● Given text
There is a particular kind of knowledge that comes from skiing downhill fast. Not recklessly, that is a different thing entirely. The discipline is in the calculation: how much speed the line will bear, where the margin lies between commitment and catastrophe, how to read a slope that cannot be read straight on. Philippe won the gold medal in giant slalom at the inaugural Winter Universiade in 1960, and when he spoke about what the sport had taught him, he did so with the directness that I would come to know as characteristic of him. You are always calculating how fast you can go, he said, weighing risk against benefit. He thought it was good training. He was right.
Over the years that followed, he applied that same calculus to decisions the rest of the Swiss watch industry considered frankly ill-advised. He was right often enough, and consequentially enough, that by the time he handed over the presidency of Patek Philippe in 2009, the company he had inherited as a workshop of 150 people producing some 5,000 watches a year had become the measure against which the entire world of fine watchmaking is taken. I had a closer view of that transformation than most were given. For more than fifty years, Philippe was a partner, a teacher, a friend. What follows is not a chronicle of his achievements, it is my attempt to set down what I learned from him, and what I will miss.
Philippe was born in Geneva in 1938, the son of Henri Stern and the grandson of Charles Stern. Charles and his brother Jean had acquired Patek Philippe in 1932, at the depth of the Great Depression, stepping up from their standing as the firm's dial suppliers to rescue it from insolvency. The Stern family had been in the company’s orbit before they ever owned it, and Philippe grew up understanding, through his father's example rather than any formal instruction, that what the Sterns guarded was not simply a business but an idea of how the finest mechanical watches were to be made. Henri had built Patek Philippe's modern distribution network and spent formative years in New York cultivating the American trade, before returning to Geneva with a philosophy that Philippe would inherit and extend: remain independent, remain creative, remain profitable.
Philippe accepted that inheritance and added one word to it. Sustainable.
He joined the Henri Stern Watch Agency in New York in 1963 and worked from the ground up — fitting straps, learning the market, deepening his understanding of the network his father had built. It was the authorised retailers, with their intimate knowledge of the watches and their customers, who gave him a clearer sense of what Patek Philippe meant to the people who sold it. He returned to Geneva in 1966 and spent the years that followed rotating through every department of the manufacture — accounting, procurement, after-sales service and retail — accumulating the granular knowledge of the enterprise that would later prove indispensable. He was not a trained watchmaker, yet he knew the business from the inside out. Which proved to be exactly the right preparation for what lay ahead.

● Information provided
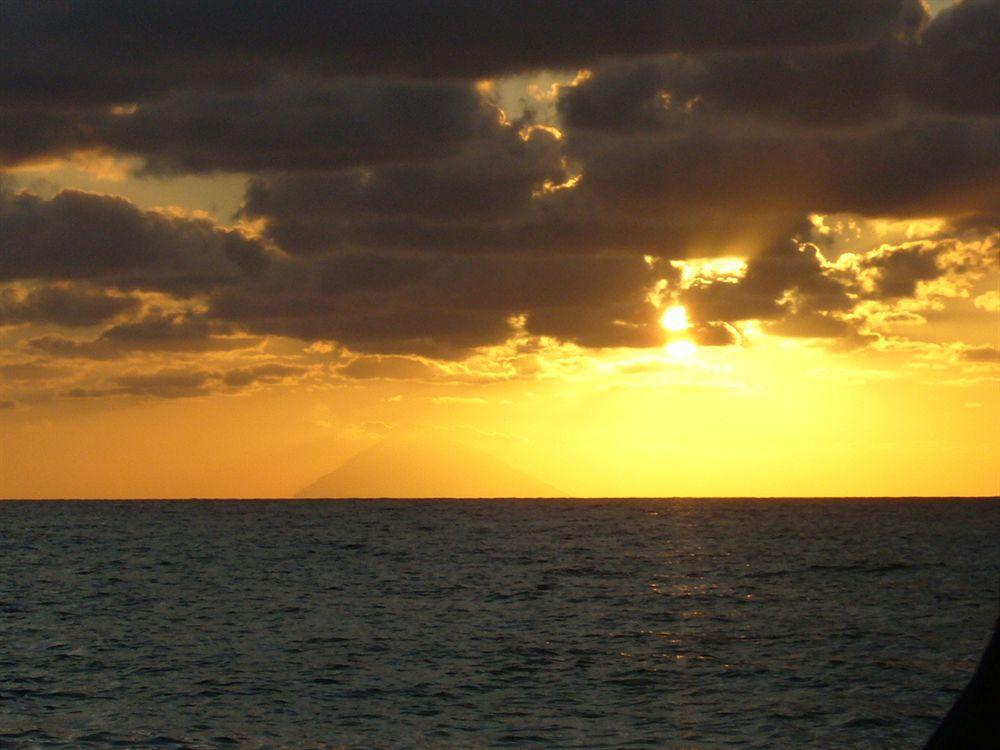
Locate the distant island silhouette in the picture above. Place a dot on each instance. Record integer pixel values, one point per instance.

● Directions
**a.** List every department of the manufacture that the piece on Philippe Stern says he rotated through after returning to Geneva.
**b.** According to the piece on Philippe Stern, in what year did he join the Henri Stern Watch Agency in New York?

● Solutions to the tasks
**a.** Accounting, procurement, after-sales service, and retail.

**b.** 1963.